* Start Recorded information *

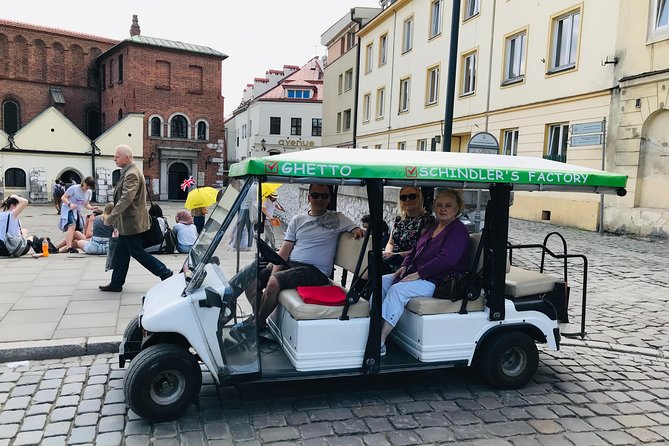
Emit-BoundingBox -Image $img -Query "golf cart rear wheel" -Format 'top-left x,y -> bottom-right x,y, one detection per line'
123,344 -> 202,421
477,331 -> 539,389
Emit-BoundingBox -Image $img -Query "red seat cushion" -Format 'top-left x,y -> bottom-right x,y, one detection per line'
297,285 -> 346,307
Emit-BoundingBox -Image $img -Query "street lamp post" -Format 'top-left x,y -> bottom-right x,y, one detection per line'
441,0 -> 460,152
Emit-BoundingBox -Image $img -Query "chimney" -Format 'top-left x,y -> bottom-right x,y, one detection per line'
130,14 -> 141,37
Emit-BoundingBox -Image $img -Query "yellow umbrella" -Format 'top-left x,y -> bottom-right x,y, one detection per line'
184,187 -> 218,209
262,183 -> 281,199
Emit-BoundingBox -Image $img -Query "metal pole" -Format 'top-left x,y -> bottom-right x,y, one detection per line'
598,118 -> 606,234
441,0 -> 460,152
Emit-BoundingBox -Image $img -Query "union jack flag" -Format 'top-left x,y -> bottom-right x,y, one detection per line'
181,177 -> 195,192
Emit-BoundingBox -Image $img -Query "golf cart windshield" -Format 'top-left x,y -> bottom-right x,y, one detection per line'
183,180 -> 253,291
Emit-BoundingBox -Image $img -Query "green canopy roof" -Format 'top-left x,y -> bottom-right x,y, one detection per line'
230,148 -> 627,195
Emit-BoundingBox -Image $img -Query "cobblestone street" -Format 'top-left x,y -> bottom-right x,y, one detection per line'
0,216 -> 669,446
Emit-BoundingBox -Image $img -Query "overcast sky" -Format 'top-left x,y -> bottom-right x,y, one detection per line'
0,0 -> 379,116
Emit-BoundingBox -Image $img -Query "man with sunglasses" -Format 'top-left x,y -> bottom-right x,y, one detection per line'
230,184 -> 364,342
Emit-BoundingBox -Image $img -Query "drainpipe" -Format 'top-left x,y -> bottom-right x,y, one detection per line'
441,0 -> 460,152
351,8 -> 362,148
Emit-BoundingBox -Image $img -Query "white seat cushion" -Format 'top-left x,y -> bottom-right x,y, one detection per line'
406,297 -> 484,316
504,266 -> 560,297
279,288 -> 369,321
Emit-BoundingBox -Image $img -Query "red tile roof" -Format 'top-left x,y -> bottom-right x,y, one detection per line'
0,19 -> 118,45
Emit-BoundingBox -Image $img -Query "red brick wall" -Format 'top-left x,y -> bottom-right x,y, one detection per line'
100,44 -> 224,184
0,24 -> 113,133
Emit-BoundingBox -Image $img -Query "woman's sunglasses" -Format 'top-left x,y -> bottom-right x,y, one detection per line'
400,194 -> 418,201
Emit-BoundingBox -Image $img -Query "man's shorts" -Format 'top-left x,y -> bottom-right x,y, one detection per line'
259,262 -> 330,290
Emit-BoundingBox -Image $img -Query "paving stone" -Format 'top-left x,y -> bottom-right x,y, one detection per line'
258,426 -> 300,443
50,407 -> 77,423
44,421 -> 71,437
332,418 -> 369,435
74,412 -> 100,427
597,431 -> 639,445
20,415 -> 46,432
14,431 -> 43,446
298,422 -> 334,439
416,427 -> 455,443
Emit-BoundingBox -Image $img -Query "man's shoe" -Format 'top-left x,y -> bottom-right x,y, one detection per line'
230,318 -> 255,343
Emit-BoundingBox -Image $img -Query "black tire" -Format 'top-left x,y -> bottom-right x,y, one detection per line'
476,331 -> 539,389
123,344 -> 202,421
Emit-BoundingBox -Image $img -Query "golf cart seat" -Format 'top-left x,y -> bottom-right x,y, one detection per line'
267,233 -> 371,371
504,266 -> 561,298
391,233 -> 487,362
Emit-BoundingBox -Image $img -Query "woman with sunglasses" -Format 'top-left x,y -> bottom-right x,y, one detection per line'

* End Recorded information *

■ **What is expected**:
Copy out every line in the records above that contains the word "roof".

■ **Result of the exercise**:
Emit-BoundingBox -Image $img -Query "green canopy roof" -Format 'top-left x,y -> bottom-right x,y, one detection per line'
Emit-BoundingBox -Image $img -Query "red tile roof" -Format 'top-left x,y -> bottom-right x,y, one detection per line'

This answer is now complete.